# TEXT SEGMENT
>>>

A breath of fresh air by a four-minute miler

九月 22, 1995

If Andy Warhol was right that everyone is famous for 15 minutes, Roger Bannister might legitimately feel cheated. An eminent neurologist, co-author of a standard medical textbook and former Master of Pembroke College, Oxford, he is defined by three minutes 59.4 seconds on Iffley Road race track in Oxford in May 1954. Last week he hit the headlines again, when he told a gathering of scientists at the British Association that black athletes seemed to have natural anatomical or physiological advantages over their white counterparts.

It was a statement from a man who, in 1954 not only broke the four-minute mile barrier but also published his first research in the field of physiology.

By the end of 1954 Bannister had retired from the track and, newly qualified as a junior doctor, was working at St Mary's Hospital, London. His first publications, appearing in the Journal of Physiology, recounted work started in 1950 when he joined Oxford's Physiology Laboratory, having completed the pre-clinical stage of his medical training. He joined the human physiology group to study breathing during exercise.

<<<

# DATA EXTRACTS
>>>

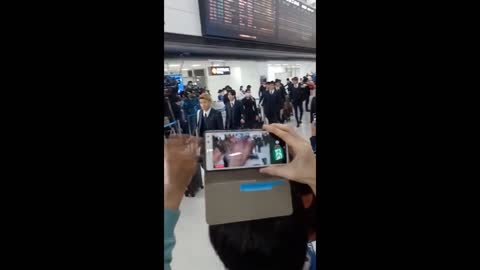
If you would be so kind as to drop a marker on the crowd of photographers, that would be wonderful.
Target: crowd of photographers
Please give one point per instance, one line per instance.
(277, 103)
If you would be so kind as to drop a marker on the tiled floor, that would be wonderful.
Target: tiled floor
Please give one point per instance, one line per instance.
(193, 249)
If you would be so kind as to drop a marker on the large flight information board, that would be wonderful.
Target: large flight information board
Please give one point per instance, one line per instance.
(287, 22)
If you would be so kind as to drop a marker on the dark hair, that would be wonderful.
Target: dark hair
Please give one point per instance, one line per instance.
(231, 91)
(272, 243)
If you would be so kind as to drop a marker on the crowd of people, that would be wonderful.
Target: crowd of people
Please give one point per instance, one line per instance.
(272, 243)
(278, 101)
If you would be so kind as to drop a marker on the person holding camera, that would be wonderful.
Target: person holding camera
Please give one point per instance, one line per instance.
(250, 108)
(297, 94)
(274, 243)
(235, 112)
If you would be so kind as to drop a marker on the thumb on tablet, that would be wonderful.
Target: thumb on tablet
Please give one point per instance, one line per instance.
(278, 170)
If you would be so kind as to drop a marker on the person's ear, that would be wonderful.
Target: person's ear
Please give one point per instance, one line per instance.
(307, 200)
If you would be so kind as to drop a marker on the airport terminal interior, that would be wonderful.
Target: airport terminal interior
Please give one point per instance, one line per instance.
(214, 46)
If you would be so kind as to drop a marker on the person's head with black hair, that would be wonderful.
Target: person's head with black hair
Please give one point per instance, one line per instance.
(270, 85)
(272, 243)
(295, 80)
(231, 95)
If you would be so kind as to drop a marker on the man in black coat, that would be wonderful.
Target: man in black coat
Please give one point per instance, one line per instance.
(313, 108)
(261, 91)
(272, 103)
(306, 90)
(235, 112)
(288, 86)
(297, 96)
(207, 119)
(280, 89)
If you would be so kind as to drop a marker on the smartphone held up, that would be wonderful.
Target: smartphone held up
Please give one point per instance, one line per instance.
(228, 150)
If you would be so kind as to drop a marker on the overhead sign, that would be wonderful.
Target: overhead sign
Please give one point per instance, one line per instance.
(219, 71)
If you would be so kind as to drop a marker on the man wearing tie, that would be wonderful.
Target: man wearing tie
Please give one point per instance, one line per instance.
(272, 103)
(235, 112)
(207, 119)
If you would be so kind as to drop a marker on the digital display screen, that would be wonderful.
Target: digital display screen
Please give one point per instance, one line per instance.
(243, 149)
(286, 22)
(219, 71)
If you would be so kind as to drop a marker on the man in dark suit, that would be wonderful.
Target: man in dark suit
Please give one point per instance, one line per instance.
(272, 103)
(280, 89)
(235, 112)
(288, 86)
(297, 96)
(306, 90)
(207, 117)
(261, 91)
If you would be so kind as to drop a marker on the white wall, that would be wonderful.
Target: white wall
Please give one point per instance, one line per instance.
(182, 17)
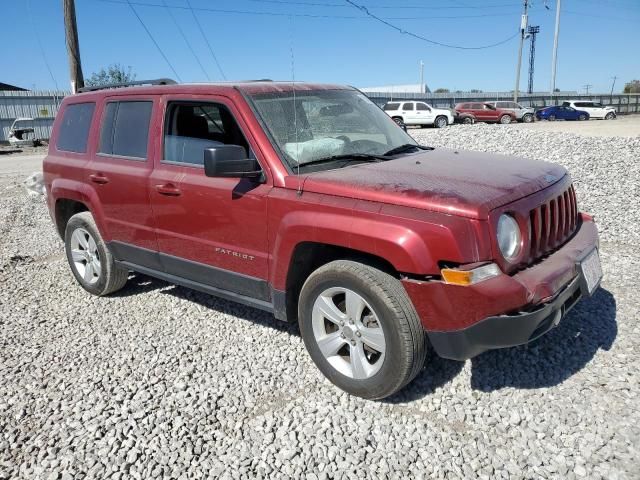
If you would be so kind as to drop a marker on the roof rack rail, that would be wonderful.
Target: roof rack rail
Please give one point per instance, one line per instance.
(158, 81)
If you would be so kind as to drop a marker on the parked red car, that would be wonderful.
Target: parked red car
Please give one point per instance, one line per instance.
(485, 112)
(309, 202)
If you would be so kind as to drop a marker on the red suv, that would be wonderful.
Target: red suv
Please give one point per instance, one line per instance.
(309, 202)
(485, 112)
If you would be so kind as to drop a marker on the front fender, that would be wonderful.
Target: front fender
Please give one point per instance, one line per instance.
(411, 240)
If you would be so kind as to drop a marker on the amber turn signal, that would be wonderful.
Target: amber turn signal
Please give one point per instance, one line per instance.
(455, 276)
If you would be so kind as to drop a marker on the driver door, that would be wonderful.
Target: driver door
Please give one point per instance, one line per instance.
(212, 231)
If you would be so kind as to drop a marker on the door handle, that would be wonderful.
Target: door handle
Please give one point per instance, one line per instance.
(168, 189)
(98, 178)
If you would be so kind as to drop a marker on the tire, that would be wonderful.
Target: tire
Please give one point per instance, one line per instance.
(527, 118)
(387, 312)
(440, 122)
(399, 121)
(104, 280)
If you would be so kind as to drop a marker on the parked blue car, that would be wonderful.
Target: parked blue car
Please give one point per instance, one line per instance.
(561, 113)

<<<

# APPLY WHAT YOU READ
- a) Translate this sentence from the Bannister article into Spanish: "He joined the human physiology group to study breathing during exercise."
- b) According to the Bannister article, where was he working as a junior doctor by the end of 1954?
- c) Pick up the Bannister article after its final sentence and keep writing.
None of the items play any part in what is asked here.

# ANSWERS BY ITEM
- a) Se unió al grupo de fisiología humana para estudiar la respiración durante el ejercicio.

- b) At St Mary's Hospital, London.

- c)
"At that stage," he explains, "human physiology was regarded as rather exciting. The question of the regulation of breathing was a subtle, complex, problem involving the interaction of biochemistry and physiology." And Bannister, famously photographed gasping for breath at Iffley, had his own reasons for being interested.

"Knowing that I was interested in neurology ultimately, I chose the question of how pH, carbon dioxide and oxygen regulate the depth and frequency of breathing - a classic problem. The first stage was to build a treadmill." This had to be made in the laboratory workshop. He also had a separate piece of apparatus for extracting carbon dioxide and oxygen. "This equipment for measuring the samples used mercury to push the gas in and out of the chamber. I can remember that I was in an enclosed space and that doing this manipulation involved great exposure to mercury vapour." In the days before mass spectrometry automated the procedures, each sample of gas took 20 minutes to analyse and it could take three days to complete the analyses for one experiment.

Alongside which, Bannister had his own training schedule. He was very organised. "I would fit my training into half or three quarters of an hour each day right through this period." It throws the histrionics of present day sham-amateurism into sharp relief.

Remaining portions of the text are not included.